Goal ->
Show each line of the data below that contains the word "white". Case counts.

Material shown ->
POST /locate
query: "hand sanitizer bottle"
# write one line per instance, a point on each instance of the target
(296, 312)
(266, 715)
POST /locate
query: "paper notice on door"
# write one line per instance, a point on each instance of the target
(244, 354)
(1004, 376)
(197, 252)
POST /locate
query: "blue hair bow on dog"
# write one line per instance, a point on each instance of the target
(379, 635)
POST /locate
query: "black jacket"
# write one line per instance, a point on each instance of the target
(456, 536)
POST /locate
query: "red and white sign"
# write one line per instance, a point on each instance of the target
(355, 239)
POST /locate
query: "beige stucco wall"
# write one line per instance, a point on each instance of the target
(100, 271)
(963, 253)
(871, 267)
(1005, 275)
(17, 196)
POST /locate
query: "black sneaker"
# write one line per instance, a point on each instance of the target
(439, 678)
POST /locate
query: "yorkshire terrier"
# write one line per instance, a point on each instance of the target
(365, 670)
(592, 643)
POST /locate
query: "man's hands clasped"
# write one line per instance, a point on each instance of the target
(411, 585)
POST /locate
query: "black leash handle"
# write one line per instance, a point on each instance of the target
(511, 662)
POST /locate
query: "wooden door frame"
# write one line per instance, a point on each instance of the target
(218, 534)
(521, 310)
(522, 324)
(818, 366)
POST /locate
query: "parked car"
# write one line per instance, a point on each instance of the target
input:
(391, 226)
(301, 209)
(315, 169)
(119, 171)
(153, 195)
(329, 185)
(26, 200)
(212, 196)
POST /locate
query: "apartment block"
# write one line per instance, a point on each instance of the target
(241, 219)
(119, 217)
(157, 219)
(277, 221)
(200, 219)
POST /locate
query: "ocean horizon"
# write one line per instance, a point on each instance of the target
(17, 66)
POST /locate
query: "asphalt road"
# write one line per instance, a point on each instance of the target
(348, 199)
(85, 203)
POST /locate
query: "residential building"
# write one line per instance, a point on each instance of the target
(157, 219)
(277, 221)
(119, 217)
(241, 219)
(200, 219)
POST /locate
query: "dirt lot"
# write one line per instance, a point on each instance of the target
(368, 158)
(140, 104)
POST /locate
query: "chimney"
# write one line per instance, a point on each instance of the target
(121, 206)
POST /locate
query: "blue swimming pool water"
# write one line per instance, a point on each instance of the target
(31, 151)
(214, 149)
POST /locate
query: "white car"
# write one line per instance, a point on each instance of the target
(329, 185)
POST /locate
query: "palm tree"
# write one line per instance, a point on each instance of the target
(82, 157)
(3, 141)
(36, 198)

The response ->
query: "red and white sign"
query: "white car"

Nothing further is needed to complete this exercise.